> **GIVEN TASK A**
Using the piece below about Band on the Run, say yes or no for each statement and quote the words that decide it: (i) the album cover included Christopher Lee and James Coburn; (ii) the writer found the 25th anniversary edition well suited to a casual listener; (iii) the writer's friends listened to Pink Floyd.
> **GIVEN TASK B**
Carry on the piece below about Band on the Run, picking up after its last sentence.

Band on the Run was among my favorite albums as a teen. The Beatles were done. John, Paul and George were doing their own things. My friends and I were listening to Jethro Tull, Return to Forever, Pink Floyd and John McLaughlin. Venus and Mars, Ram, and BOTR were the three big releases from Paul and Linda in those times, better known as the Wings. Later, as a grown man, the 25th anniversary edition reminded me of how precious that album was to me.
On its cover, along with Paul, Linda and Denny Laine, were other “convicts” including Christopher Lee and James Coburn, caught in the beam of a searchlight, the inspiration for the poster of the animated film, Madagascar years later. The Apple label with its two sides (inside and outside of apple) mesmerized me as did the storytelling of the songs.
The Helen Wheels track, which showed up on the album only on the anniversary reissue, but was there on the US and International release, and the first US issues did not list it in the tracks, leading it to be called the hidden track. The 25th anniversary issue contained a lot of subtext and comments, and is of value only to completionists and students (I consider myself both) of music of our times. I felt it was a lot of time and attention to be demanded from a casual listener. Well, you do save time not having to turn the disc over, though.

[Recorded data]
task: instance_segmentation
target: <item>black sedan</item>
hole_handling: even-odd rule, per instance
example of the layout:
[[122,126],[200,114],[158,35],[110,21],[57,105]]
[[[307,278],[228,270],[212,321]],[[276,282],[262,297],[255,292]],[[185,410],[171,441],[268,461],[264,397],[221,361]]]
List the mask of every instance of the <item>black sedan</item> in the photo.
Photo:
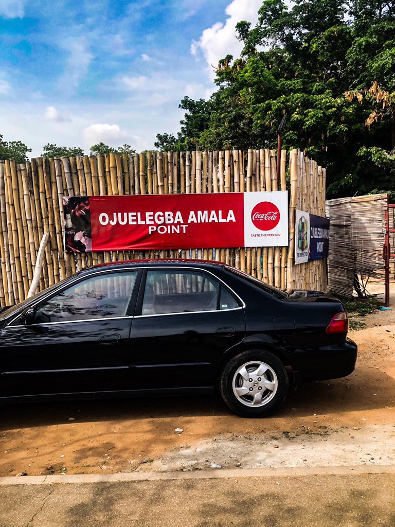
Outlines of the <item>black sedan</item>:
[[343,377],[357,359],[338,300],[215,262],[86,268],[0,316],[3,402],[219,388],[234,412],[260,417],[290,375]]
* * *
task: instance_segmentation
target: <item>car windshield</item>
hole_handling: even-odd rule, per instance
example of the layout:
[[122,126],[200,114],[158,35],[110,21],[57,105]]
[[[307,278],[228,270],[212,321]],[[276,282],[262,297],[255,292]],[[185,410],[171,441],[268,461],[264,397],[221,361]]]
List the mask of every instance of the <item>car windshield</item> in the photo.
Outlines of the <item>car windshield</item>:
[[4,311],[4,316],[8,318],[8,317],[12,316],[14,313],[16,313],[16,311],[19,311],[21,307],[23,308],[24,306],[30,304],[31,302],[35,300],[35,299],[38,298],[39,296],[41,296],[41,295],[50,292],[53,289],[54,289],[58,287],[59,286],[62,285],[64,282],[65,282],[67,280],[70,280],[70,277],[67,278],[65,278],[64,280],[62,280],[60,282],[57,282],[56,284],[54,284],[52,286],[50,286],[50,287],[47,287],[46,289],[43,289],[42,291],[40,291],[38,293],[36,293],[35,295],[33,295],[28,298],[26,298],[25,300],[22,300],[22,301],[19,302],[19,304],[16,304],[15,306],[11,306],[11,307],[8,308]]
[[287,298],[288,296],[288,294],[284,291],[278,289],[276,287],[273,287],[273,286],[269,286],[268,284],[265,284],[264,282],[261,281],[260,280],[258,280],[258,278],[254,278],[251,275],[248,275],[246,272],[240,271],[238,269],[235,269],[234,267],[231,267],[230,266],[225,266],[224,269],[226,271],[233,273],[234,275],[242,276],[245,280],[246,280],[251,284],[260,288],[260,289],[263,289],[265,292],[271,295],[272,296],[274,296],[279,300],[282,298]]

> **FINAL ANSWER A**
(i) Yes: "other “convicts” including Christopher Lee and James Coburn"
(ii) No: "I felt it was a lot of time and attention to be demanded from a casual listener."
(iii) Yes: "My friends and I were listening to Jethro Tull, Return to Forever, Pink Floyd and John McLaughlin."

> **FINAL ANSWER B**
The charm of the post Beatles music is how the four went on to live their lives, creative and otherwise, and the tweets that they left behind in their songs. Harrison had chosen a clear path, as had John and Yoko, and Ringo was happy behind his kit and out of the spotlight. Paul with his above average bass playing skills, set new benchmarks for popular socially aware song and songwriting. The who did it better game between the two namesakes of the phenomenon called Lennon-McCartney would last but a few years, as they continued to create their iconic oeuvre.
BOTR, Jet, Bluebird, Mrs Vandebilt, Let me roll it, Mamunia, No Words, Helen Wheels, Picasso’s last words, and 1985, and the 1974 B Side of Helen Wheels in the later reissue, Country Dreamer. A similar tight act many years later was Tug of War. BOTR easily remains a critical landmark album, in spite of not containing much of either his best or most popular songs.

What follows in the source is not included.